OBJECTIVE:
Convert the records from the line containing "of the valley" up to and including the line containing "[[404, 173]]" into a two-column CSV with the columns "instruction" and "answer" and one row per record. Put each field in double quotes and replace line breaks with spaces.

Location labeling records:
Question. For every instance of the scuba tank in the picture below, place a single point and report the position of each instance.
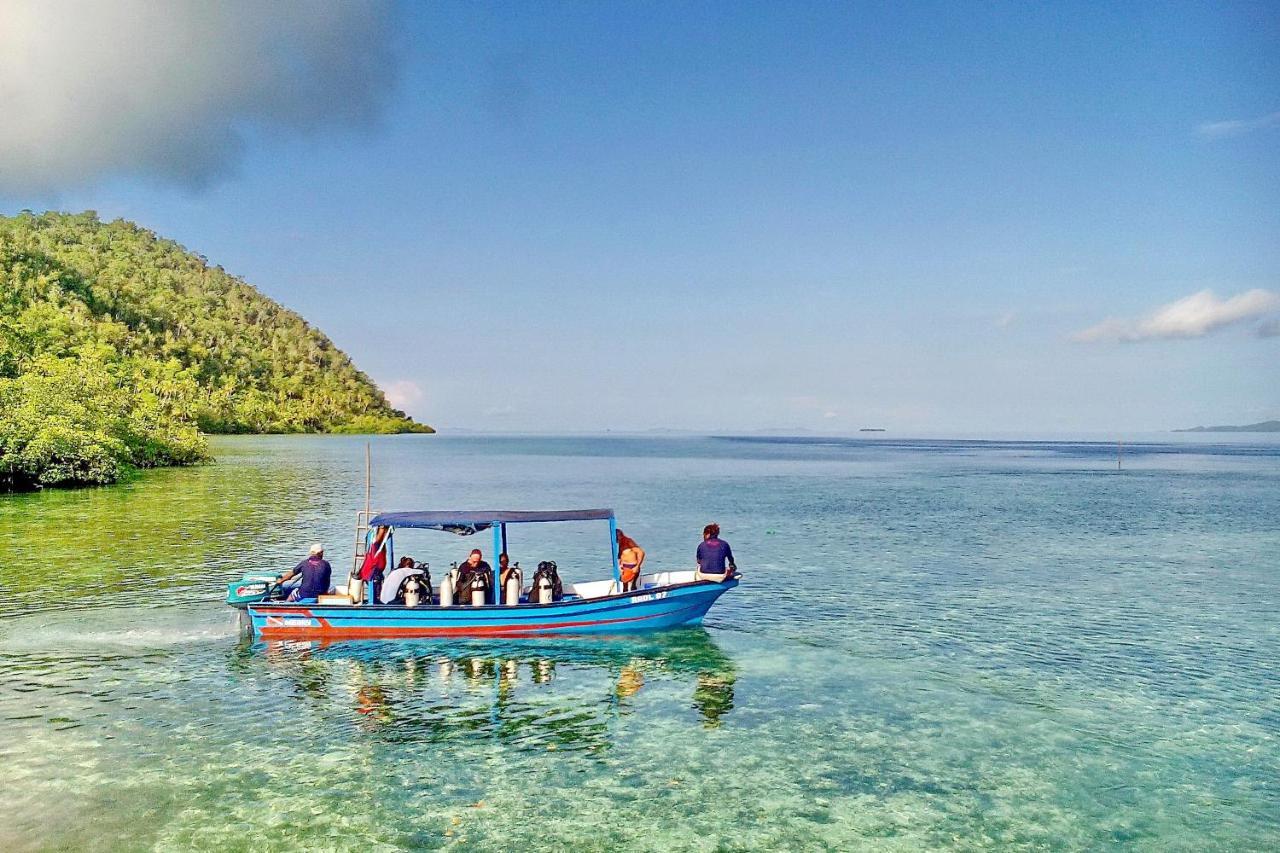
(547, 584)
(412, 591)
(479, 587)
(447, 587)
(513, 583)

---

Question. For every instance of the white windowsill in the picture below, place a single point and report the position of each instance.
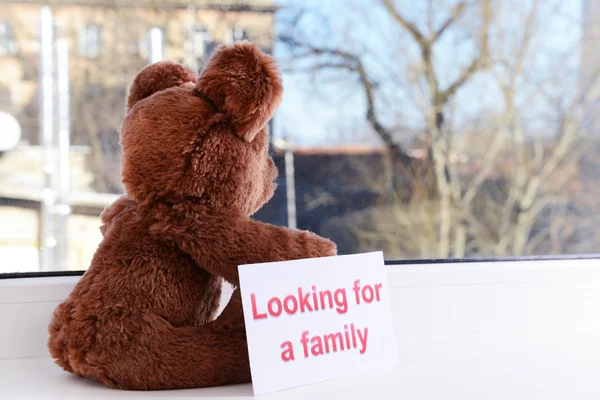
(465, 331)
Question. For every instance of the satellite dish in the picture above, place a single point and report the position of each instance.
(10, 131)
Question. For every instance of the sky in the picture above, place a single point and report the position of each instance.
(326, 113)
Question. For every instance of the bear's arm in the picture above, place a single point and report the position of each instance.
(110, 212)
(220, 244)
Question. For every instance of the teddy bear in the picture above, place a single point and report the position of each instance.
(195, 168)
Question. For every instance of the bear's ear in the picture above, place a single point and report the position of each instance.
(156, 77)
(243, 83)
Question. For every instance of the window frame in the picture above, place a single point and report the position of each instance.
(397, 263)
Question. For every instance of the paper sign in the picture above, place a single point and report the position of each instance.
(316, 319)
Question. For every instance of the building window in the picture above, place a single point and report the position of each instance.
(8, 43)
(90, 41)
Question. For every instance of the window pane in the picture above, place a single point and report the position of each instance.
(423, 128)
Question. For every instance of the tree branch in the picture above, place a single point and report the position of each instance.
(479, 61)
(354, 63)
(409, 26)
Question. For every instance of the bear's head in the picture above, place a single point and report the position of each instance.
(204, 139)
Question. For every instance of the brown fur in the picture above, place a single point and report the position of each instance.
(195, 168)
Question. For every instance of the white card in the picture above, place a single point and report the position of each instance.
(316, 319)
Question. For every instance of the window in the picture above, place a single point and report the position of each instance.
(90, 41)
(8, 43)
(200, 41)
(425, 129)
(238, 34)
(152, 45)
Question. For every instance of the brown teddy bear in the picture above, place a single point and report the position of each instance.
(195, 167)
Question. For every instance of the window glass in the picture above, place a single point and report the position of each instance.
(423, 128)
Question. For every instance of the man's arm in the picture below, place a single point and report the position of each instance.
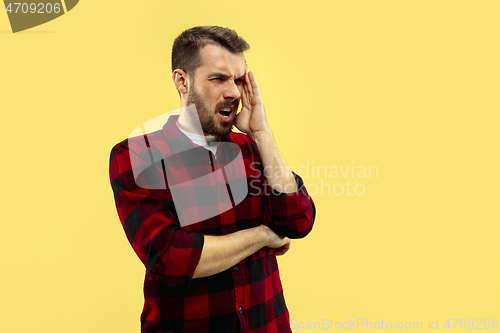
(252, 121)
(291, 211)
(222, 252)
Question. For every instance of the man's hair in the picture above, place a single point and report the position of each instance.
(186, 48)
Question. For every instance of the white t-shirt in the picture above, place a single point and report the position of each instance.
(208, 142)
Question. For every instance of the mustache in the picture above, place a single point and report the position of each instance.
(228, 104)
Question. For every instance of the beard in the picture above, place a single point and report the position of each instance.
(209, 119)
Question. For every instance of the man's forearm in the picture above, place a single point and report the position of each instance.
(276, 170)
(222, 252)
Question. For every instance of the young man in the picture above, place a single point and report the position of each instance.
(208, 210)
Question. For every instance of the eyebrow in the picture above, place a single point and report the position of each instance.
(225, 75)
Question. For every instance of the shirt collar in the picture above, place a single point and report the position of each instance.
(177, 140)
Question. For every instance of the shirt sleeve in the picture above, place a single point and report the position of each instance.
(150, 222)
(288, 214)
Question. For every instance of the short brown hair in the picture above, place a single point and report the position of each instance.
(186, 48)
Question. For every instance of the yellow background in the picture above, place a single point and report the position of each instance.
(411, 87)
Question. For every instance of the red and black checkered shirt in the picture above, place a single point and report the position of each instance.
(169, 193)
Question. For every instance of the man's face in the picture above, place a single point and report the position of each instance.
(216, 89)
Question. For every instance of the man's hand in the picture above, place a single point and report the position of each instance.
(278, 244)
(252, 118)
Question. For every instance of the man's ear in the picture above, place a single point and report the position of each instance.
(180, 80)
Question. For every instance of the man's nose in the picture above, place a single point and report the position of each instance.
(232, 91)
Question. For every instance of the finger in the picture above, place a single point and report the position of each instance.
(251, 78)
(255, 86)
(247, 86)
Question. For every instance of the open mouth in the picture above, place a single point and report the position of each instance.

--

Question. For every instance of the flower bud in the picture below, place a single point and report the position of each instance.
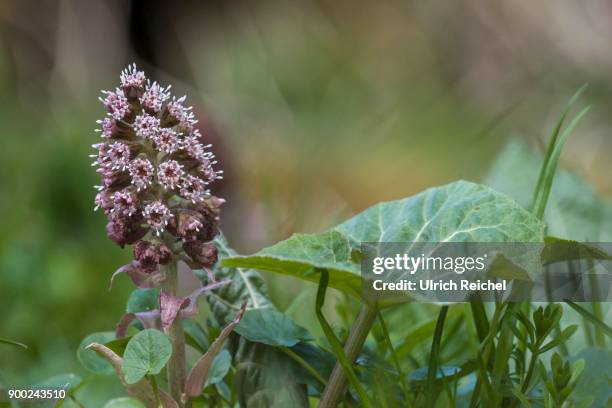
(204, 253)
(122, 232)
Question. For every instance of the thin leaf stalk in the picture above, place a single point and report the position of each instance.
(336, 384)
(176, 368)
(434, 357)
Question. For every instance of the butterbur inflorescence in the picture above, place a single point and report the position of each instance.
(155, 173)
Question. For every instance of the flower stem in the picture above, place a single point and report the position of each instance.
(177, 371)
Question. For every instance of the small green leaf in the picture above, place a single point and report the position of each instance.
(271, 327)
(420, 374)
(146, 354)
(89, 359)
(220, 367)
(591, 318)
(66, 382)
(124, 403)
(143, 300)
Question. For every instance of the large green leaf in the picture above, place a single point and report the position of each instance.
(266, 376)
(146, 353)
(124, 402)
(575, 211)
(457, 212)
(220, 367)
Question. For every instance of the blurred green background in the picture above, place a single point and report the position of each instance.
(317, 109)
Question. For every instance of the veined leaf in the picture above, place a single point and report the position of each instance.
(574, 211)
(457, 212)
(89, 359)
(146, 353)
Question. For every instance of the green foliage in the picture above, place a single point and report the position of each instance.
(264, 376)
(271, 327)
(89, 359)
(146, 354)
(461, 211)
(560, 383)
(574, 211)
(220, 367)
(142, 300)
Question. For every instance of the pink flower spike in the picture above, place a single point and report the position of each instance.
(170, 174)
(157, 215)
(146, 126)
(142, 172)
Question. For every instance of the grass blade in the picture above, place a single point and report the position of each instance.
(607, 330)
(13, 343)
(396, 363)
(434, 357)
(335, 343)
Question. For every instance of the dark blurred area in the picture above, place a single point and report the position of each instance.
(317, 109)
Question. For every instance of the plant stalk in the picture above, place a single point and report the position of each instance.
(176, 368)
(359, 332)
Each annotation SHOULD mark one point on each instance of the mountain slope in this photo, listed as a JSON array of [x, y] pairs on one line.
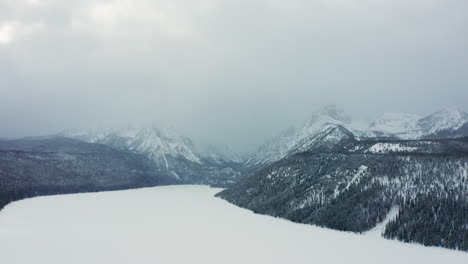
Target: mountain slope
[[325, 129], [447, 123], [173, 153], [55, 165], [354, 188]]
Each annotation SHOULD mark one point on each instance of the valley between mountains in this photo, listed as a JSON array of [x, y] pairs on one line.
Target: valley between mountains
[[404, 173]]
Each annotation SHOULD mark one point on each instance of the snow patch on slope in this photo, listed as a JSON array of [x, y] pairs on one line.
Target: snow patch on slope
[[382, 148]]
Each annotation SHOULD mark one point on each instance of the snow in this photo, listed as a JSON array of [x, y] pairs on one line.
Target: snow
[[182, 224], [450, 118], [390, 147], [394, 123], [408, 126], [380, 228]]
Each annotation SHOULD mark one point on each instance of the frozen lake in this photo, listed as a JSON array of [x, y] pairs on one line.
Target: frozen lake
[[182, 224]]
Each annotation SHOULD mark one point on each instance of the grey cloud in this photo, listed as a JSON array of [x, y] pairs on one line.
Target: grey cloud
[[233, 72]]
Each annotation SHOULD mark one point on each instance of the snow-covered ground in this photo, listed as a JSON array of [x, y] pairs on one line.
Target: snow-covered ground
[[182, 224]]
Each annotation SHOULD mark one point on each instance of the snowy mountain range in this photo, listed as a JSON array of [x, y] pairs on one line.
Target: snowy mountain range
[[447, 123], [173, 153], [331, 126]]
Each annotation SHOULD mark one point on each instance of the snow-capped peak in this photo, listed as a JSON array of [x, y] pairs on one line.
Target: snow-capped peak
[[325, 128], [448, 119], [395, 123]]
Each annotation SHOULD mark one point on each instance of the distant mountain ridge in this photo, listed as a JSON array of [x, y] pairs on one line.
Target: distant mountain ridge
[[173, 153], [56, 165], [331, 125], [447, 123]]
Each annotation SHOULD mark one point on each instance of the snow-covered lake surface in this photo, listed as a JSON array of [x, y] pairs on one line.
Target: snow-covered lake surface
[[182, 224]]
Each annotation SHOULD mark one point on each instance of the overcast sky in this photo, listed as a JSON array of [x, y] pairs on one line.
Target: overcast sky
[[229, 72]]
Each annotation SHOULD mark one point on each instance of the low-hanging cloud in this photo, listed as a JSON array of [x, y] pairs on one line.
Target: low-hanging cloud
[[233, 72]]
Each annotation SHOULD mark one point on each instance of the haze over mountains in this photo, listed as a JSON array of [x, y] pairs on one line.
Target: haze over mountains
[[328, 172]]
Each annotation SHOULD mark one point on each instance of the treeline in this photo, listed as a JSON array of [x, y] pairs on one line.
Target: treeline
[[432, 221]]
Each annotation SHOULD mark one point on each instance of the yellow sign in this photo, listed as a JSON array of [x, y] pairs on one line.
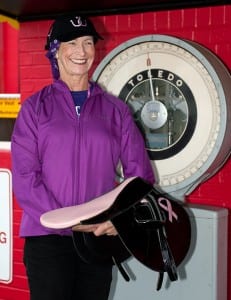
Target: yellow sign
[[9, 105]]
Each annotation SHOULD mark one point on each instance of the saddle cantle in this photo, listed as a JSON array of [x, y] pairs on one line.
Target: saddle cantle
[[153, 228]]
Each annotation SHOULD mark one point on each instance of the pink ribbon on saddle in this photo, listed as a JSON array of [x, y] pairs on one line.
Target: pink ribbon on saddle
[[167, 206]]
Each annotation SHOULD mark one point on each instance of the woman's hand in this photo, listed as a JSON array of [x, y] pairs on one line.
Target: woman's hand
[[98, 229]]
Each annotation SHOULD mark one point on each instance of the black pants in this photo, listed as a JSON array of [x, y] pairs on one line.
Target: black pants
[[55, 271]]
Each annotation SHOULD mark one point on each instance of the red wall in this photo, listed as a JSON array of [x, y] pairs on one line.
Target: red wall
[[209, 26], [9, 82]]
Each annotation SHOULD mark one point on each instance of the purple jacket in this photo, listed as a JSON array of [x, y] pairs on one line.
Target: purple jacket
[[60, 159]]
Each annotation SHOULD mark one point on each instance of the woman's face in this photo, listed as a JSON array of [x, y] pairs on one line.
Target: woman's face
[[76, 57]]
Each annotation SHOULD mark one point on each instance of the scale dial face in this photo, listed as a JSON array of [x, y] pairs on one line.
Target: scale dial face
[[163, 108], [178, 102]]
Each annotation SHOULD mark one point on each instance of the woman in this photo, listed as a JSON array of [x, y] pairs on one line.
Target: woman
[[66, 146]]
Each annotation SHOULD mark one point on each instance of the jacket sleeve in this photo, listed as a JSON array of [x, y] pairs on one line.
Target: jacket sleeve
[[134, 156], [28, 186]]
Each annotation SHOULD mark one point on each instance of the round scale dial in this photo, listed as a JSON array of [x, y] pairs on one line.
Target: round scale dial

SOLVED EXERCISE:
instruction,answer
"Each annotation SHOULD mark one point on each instance of the valley between mountains in this photo, listed as a JSON array of [x, y] pairs on one line. Target: valley between mountains","[[404, 173]]"